◆ INSTRUCTIONS TO FOLLOW
From the line containing "In this exercise you will mark the red" onward, retype each line of the entries below exactly, last line included.

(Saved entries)
--------------------------------

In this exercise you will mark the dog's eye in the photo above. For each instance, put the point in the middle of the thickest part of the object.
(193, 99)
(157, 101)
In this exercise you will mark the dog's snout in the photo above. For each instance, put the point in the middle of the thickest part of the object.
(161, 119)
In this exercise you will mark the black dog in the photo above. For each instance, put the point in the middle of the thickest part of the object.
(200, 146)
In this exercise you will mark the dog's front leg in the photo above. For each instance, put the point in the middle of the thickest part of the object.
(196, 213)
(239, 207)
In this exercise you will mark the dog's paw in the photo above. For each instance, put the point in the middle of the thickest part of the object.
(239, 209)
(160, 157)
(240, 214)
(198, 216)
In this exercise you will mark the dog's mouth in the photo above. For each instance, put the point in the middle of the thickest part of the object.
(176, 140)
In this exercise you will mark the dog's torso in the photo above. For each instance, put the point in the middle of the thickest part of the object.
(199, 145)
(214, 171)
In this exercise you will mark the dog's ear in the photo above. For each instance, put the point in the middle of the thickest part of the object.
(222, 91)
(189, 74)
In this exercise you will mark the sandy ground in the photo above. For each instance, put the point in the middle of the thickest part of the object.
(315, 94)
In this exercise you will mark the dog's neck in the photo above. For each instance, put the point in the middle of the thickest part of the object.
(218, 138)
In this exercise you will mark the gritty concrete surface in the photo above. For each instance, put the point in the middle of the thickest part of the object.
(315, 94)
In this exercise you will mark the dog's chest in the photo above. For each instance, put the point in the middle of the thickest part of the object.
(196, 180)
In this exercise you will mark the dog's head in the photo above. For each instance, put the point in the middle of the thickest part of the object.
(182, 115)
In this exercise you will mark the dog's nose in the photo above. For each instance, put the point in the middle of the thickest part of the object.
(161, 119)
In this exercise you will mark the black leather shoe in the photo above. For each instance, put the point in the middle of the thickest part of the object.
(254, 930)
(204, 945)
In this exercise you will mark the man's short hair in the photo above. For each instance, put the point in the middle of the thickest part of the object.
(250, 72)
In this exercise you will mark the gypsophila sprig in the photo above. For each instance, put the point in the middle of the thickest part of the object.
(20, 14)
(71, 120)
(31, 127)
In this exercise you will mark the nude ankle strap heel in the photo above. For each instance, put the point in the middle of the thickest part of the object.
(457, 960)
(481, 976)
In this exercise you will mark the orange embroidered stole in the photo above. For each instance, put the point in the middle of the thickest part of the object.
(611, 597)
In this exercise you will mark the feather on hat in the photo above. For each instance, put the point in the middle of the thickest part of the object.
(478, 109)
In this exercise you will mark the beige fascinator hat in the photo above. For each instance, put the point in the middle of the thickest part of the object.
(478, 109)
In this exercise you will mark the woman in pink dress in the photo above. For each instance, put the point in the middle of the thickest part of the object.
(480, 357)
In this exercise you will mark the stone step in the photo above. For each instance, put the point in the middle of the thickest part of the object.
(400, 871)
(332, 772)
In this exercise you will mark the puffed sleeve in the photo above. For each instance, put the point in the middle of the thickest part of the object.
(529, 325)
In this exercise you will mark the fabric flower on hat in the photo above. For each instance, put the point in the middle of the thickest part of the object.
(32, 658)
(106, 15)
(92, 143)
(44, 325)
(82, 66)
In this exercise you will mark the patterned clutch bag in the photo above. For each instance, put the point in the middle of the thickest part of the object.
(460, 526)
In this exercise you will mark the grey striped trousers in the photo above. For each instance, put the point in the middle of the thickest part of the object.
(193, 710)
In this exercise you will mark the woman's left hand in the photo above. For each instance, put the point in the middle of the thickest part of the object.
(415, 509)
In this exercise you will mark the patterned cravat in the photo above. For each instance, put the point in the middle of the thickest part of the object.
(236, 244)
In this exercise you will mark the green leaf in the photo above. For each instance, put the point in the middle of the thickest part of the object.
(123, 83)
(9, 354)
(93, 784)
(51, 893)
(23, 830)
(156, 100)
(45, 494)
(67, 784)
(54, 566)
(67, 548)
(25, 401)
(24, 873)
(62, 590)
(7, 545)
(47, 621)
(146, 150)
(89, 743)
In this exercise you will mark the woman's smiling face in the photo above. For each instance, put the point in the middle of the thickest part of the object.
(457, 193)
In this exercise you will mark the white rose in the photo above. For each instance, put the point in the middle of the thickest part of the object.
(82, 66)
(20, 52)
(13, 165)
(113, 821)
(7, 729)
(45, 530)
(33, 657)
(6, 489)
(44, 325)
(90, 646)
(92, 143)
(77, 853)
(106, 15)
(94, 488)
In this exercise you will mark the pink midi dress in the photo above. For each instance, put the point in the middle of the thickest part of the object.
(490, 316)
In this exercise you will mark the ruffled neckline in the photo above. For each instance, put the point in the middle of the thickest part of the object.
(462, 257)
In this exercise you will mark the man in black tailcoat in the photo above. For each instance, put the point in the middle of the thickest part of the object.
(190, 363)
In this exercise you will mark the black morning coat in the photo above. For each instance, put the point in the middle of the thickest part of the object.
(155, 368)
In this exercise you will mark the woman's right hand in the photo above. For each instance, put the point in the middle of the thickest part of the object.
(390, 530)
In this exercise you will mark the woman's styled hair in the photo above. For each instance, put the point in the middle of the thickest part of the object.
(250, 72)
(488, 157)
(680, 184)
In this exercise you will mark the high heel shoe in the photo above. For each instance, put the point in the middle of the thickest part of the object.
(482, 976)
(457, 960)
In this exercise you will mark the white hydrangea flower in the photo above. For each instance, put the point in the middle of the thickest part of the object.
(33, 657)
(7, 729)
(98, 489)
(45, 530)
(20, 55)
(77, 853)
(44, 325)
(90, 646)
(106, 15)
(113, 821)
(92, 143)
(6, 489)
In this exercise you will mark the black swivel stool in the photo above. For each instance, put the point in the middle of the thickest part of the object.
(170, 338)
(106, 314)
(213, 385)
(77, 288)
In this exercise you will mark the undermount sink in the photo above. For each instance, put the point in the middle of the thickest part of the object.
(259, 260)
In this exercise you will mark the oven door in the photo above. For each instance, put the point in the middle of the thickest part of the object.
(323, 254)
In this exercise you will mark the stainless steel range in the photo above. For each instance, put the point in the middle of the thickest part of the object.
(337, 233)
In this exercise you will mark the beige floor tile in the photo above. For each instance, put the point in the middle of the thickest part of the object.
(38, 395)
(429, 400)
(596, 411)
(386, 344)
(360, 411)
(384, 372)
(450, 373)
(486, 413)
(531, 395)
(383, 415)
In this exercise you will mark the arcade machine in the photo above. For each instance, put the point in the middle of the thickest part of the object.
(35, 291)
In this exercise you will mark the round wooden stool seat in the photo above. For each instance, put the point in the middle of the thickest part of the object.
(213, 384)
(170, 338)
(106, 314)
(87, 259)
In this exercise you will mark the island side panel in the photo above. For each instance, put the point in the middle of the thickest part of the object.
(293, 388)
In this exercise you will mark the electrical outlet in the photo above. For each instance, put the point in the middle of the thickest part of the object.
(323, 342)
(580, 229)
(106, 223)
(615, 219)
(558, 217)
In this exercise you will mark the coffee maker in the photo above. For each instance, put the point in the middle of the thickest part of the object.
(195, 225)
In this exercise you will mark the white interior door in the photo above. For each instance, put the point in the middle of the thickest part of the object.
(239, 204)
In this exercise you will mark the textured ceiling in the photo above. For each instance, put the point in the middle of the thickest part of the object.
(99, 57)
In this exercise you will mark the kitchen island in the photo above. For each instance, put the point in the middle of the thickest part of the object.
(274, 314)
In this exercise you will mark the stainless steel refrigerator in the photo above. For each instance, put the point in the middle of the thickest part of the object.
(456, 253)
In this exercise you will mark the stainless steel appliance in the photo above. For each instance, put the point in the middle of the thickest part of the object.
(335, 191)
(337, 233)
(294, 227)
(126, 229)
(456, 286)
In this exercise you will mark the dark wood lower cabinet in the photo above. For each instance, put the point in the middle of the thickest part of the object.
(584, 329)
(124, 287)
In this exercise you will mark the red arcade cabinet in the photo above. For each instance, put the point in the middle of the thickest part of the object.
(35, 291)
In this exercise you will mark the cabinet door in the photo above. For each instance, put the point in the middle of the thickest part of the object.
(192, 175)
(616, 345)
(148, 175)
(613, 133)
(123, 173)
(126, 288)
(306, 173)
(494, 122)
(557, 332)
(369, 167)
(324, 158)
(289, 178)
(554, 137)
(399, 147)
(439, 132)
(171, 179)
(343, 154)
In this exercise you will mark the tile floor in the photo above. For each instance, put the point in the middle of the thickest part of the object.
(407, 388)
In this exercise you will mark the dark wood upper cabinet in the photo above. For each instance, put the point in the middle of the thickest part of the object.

--------------------------------

◆ EXERCISE RESPONSE
In this exercise you will mark the red arcade cabinet in the photo above. For each instance, put the point in the middle of the thickest part of the object.
(35, 291)
In this exercise you will mark the cabinet door in the photo above. For each instance, put the point in the middle of the thickest part of the object.
(192, 175)
(616, 345)
(148, 175)
(613, 133)
(123, 173)
(126, 288)
(306, 173)
(494, 122)
(557, 332)
(369, 167)
(324, 158)
(289, 178)
(554, 137)
(399, 147)
(439, 132)
(171, 179)
(343, 154)
In this exercise you will mark the tile floor in the photo above. For each instance, put the point in the middle of the thickest part of the object.
(407, 388)
In this exercise you will mark the dark wood upper cabinet in the photo above. For each instance, put the point in the middle of the thickest part of the object.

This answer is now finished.